- _Document text_
----

Abhijeet Bhattacharya (born 30 October 1958), better known as Abhijeet, is a Bollywood playback singer. Abhijeet has sung 6034 songs in over 1000 films.

Personal life 
Abhijeet was born to a Kanpur-based Bengali businessman turned editor Dhirendranath Bhattacharya, and his wife Kamladevi Bhattacharya in Kanpur, Uttar Pradesh.

Career
Abhijeet left home after graduation from the Christ Church College in Kanpur for Mumbai in 1981 to pursue a career in singing in Bollywood. He has been influenced by the singer Kishore Kumar.

He has sung many Hindi songs. His songs include work from the film Baaghi, composed by Anand–Milind. The songs Ek Chanchal Shokh Hasina, Chandni Raat Hai and Har Kasam Se Badi Hai were featured in this movie. This was followed by several chartbusters from movies such as Khiladi and Shola Aur Shabnam, both of which were also box office hits. Then in 1994, he performed for movies such as Yeh Dillagi, Phool Aur Angaar, Anjaam, Raja Babu and Main Khiladi Tu Anari. In 1997, he won the Filmfare Best Playback Singer Award for the song Main Koi Aisi Geet Gaoon from Yes Boss. Other movies he sang in include Baadshah, Dilwale Dulhaniya Le Jayenge, Rakshak, Anjaam, Darr, Josh, Dhadkan, Raaz, Phir Bhi Dil Hai Hindustani, Khoobsurat, Khiladi, Tum Bin, Dillagi, Chalte Chalte, and Main Hoon Na among many others.

Abhijeet voiced a number of songs picturized on Shah Rukh Khan in his films which include but not limited to Asoka, Duplicate and Om Shanti Om. However, due to the disappointment of being listed last of the singers in the end credits of Main Hoon Na and again in Om Shanti Om, they parted ways. Abhijeet last sang for Shah Rukh Khan in the movie Billu Barber for the song Khudaya Khair which was their last collaboration. The song was not picturized because of Abhijeet's insistence on not filming his version of the song. Therefore, another version was created for picturization.

In May 2018, he has sung the title song of Bhaijaan Elo Re starring Dhallywood King Shakib Khan. After 5 years of self-imposed exile, in 2018 he came back with back to back chartbusters with Bengali Superstars. He sang the Title track of Bhaijaan Elo Re with Shakib Khan and Sujon Majhi Re from Hoichoi Unlimited with Dev. Also, he sang for new age Music Composer Vishal Mishra who composed the song Aye Zindagi where the music video featured Siddhant Gupta. Abhijeet also sang Joy Durga Maa composed by Jeet Ganguli which is a duet with Shaan. The video featured former Indian Cricket Captain Sourav Ganguly and Tollywood Star Mimi, Nusrat and Shubhasree. In May 2019, Abhijeet Released Chakde Fatte which is the Cricket World Cup Song for 2019. The song is well appreciated by listeners. Many of his iconic songs are now being remade by new age composers, such as Tan Tana Tan  for Judwaa 2 and Sheher Ki Ladki  for Khandaani Shafakhana. In 2020 his first released song came for the Movie Shukranu, a 70s feel like song "Khwaab hai ya haqeqaat" duet with Indian Idol fame Krishnakali Saha released from Zee Music Company. Currently in September 2021 Abhijeet is Judging 'Sangeet er Moha Juddho', a reality show airing on Colours Bangla Channel along with other judges like Jeet Ganguli, Ustad Rashid Khan and Lopamudra Mitra. His latest release in 2022 is a song from Film Super Dhamaal.com starring  Rajpal Yadav  released from Zee Music Company.

----

- _Provided material_
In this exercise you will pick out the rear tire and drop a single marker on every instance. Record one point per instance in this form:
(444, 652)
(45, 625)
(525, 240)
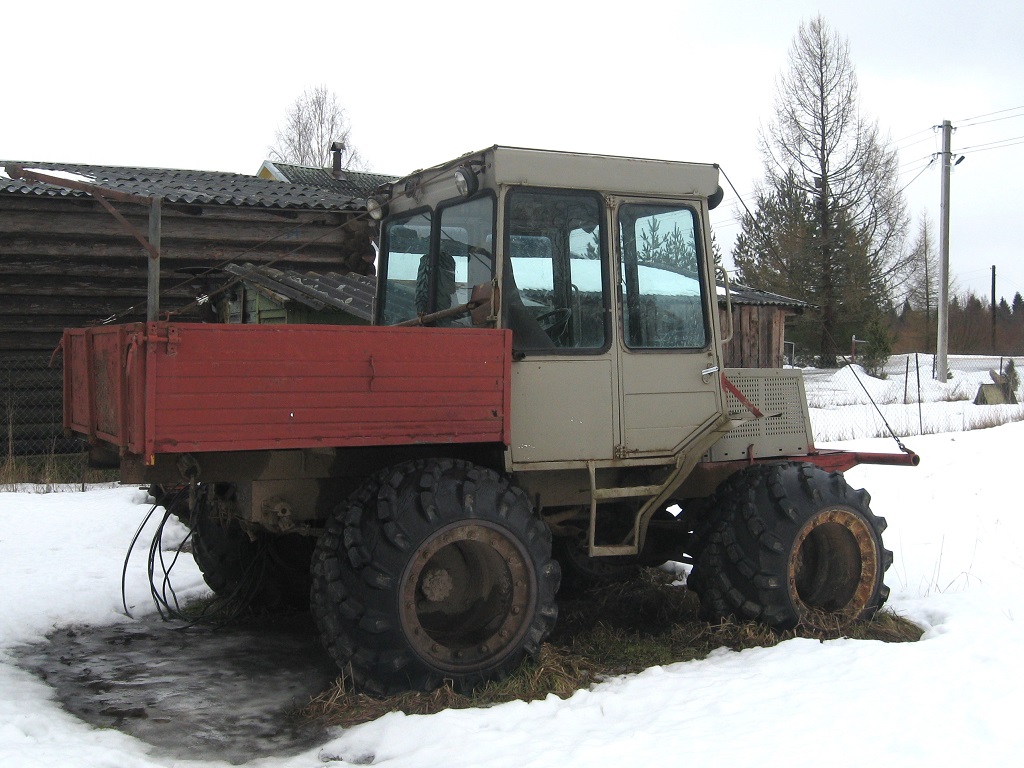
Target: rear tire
(431, 571)
(787, 545)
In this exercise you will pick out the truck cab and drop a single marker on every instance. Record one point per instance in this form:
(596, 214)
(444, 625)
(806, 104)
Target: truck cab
(601, 268)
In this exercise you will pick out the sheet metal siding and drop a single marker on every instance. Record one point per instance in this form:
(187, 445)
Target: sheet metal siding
(220, 387)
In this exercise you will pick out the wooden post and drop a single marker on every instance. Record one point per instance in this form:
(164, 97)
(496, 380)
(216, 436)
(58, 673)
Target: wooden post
(153, 288)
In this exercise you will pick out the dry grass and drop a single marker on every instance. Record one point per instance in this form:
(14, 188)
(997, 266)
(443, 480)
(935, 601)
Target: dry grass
(614, 630)
(49, 471)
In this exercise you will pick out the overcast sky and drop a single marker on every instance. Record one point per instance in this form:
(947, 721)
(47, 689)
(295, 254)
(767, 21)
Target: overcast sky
(204, 85)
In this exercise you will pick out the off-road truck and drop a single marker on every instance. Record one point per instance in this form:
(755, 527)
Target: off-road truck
(540, 395)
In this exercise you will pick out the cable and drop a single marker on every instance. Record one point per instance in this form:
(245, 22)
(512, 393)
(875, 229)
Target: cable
(989, 114)
(918, 176)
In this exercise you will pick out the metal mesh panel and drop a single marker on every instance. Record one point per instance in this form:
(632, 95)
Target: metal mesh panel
(779, 395)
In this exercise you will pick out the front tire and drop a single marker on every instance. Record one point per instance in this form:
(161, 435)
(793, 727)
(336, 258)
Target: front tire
(263, 570)
(432, 571)
(787, 545)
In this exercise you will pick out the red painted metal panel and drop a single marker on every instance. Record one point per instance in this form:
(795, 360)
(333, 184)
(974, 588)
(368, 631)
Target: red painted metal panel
(192, 387)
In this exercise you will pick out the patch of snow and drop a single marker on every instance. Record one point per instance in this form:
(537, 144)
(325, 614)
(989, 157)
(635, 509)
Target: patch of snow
(956, 535)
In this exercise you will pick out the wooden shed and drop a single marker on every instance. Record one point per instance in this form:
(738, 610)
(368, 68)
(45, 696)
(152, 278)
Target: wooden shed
(68, 261)
(759, 321)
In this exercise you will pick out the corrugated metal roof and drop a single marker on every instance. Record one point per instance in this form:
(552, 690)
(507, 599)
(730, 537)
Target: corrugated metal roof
(354, 182)
(752, 296)
(349, 293)
(194, 187)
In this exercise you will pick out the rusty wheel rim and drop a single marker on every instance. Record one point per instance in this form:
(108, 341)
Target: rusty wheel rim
(467, 597)
(834, 567)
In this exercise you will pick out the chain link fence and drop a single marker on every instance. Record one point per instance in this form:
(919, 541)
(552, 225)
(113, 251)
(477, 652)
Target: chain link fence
(34, 448)
(981, 391)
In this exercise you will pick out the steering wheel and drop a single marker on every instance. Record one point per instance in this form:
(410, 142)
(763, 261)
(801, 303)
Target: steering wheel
(555, 323)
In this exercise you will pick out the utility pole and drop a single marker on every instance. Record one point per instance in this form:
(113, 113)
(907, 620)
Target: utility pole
(942, 342)
(993, 308)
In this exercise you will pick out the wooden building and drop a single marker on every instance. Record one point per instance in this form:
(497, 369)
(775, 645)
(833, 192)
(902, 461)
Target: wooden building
(67, 261)
(759, 322)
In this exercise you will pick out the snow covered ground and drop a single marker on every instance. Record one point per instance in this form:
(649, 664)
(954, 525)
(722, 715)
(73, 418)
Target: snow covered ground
(955, 528)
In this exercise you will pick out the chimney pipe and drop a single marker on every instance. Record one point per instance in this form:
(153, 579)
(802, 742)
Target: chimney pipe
(336, 150)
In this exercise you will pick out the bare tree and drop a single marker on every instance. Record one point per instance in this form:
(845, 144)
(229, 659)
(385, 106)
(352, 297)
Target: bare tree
(313, 123)
(847, 247)
(925, 280)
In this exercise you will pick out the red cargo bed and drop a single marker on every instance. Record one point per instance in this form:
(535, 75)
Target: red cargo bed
(176, 387)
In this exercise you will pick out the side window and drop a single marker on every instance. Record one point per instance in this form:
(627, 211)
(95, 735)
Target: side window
(422, 280)
(406, 244)
(465, 255)
(555, 296)
(660, 280)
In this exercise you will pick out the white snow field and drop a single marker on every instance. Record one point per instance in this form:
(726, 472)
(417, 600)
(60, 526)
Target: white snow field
(955, 527)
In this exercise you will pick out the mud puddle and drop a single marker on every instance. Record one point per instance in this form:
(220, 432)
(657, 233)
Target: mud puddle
(228, 693)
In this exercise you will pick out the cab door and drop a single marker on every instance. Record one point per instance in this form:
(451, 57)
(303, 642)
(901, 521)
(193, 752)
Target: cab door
(668, 359)
(556, 298)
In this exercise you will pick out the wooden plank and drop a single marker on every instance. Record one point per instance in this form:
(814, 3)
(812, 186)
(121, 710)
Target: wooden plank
(401, 386)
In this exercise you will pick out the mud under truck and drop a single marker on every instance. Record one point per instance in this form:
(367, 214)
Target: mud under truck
(540, 395)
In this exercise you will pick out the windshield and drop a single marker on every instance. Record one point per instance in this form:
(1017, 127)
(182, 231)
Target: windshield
(431, 261)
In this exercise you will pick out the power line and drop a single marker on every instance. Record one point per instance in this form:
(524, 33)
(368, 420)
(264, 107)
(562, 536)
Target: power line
(991, 144)
(919, 174)
(989, 114)
(986, 148)
(993, 120)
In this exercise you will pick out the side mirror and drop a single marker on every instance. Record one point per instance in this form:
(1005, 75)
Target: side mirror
(483, 299)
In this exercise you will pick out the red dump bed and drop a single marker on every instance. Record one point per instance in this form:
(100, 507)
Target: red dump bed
(176, 387)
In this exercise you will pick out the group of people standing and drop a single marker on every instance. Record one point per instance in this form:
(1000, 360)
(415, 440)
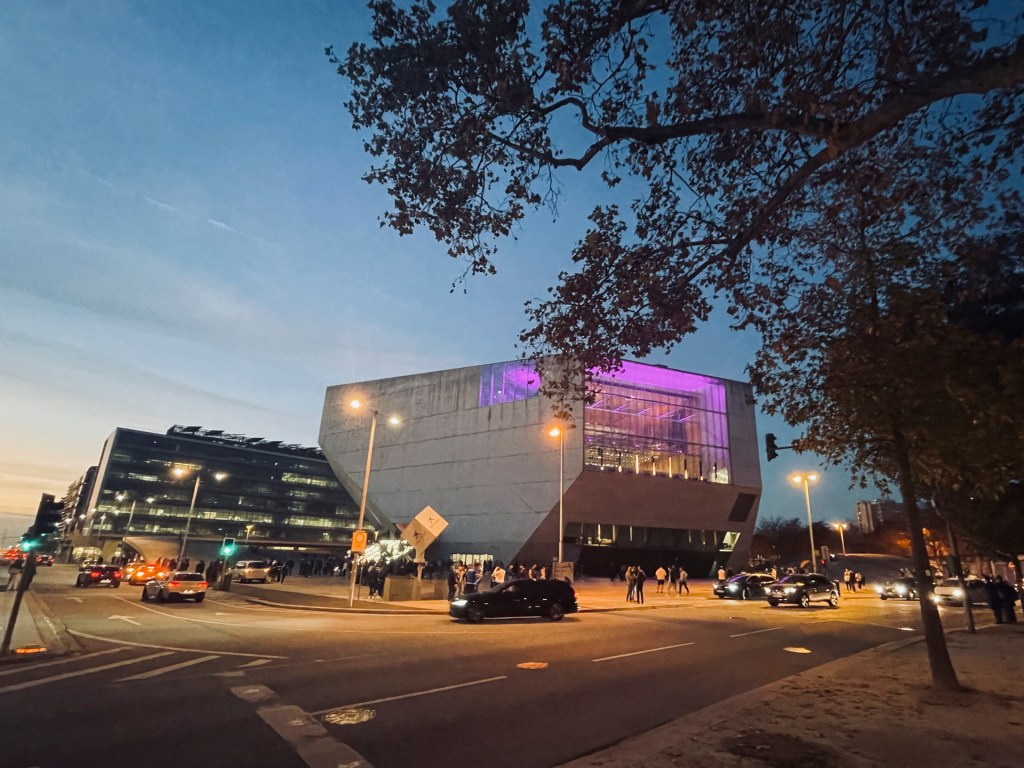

----

Write the next part of the article on the playback singer Abhijeet Bhattacharya, starting after its last sentence.

Non-Film Music:

Abhijeet has recorded many non-film pop music Albums. He released two albums, Main Deewana Hoon and Tapori No.1 in the early 1990s. Later he launched Aashiqui. He released a pop album, called Tere Bina in (2003). He got MTV Music Asia Award for that Album.

Social media presence
On 6 May 2015, when sessions court in Mumbai sentenced actor Salman Khan to five years in jail in connection with the 2002 hit-and-run case, Abhijeet came out in support of Salman by tweeting "Roads are meant for cars and dogs, not for people sleeping on them". This raised anger among several Twitter users as well as in popular media for making insensitive remarks as well as opening himself to criticism by members of media or others that Abhijeet is equating homeless people with dogs.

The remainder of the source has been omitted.